Remote XTension Info
The connection ID field must contain the same number that you entered in the Receiver configuration above. This number simply lets this sharing connection connect to the correct instance of a receiver on the receiving machine.
This is the port that the remote machine is running it’s inter app communications server on. This defaults to 52301. If you have never changed it in the XTension preferences then this is the correct number. It is not necessary to create a NAT passthrough for this port as the data will be tunneled over SSH to this port and not directly from the internet.
Unit Name Prefix
Every unit or script or other object sent from the Sender will add this prefix to the name before it is inserted into the database at the remote machine. In the example screen shot I’ve added “mom:”. Every unit being sent to me from Mom’s will have that added to the front of the name. This solves problems with name space conventions. I might have a “master bedroom overhead” unit at my house and mom might have the same. When sharing through this system mom’s will be named “mom: master bedroom overhead” and so avoid having the same name as my unit. When you access the unit on the receiving machine you’ll need to use the entire name with the prefix. Changing the prefix on the sending machine does not change the names of units already sent to the receiver, only new units. Once a unit is sent to the receiving machine it can be edited there with a new name or anything else and that will not affect the sending machines unit.

## AVAILABLE DATA
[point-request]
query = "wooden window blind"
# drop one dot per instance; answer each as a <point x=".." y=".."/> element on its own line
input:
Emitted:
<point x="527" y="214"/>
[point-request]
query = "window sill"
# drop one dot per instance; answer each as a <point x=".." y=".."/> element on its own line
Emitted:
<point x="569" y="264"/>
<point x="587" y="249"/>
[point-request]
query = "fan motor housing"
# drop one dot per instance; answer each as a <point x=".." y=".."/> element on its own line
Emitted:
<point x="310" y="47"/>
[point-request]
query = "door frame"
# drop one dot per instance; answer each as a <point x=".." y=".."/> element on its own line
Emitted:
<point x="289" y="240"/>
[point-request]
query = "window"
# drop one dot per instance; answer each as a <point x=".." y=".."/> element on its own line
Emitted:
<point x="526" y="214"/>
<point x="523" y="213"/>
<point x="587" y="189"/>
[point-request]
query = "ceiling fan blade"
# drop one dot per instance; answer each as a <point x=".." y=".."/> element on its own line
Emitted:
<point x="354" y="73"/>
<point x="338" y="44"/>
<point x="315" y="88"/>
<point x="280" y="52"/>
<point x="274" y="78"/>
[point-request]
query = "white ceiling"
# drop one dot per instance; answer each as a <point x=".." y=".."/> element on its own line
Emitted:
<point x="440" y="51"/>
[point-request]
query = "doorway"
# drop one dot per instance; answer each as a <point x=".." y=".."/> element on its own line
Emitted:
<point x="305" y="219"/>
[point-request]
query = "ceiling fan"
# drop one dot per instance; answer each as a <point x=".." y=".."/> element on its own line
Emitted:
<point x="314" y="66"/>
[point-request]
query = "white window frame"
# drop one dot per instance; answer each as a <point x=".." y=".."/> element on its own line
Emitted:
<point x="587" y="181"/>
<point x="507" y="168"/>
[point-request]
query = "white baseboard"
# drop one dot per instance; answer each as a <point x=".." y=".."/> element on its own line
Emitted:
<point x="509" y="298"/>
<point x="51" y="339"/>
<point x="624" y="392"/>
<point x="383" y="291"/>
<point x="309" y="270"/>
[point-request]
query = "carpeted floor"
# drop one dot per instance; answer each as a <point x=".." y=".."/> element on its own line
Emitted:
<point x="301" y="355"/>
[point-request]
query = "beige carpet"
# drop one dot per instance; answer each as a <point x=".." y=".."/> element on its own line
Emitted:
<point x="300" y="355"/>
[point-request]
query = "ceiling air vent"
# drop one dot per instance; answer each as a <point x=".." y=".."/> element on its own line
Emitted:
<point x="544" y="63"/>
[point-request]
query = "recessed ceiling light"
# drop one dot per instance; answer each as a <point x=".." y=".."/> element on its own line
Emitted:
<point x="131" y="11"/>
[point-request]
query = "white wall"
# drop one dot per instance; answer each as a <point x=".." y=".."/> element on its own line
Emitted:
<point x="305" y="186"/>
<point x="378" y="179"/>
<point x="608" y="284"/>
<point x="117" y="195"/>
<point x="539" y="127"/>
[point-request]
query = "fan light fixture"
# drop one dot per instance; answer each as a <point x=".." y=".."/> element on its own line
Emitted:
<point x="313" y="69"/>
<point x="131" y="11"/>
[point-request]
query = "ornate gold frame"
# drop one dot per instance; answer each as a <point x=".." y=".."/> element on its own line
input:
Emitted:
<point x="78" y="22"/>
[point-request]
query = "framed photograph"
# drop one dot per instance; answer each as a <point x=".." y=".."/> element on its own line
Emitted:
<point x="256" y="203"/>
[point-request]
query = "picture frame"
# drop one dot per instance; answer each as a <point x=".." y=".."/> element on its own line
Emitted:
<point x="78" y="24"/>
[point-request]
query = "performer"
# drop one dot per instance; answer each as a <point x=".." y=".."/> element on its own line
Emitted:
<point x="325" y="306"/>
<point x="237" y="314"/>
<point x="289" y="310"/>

## EXERCISE OBJECTIVE
Translate this sentence from the Remote XTension Info text into Spanish: "Changing the prefix on the sending machine does not change the names of units already sent to the receiver, only new units."

## RESULT
Cambiar el prefijo en la máquina emisora no cambia los nombres de las unidades ya enviadas al receptor, solo los de las unidades nuevas.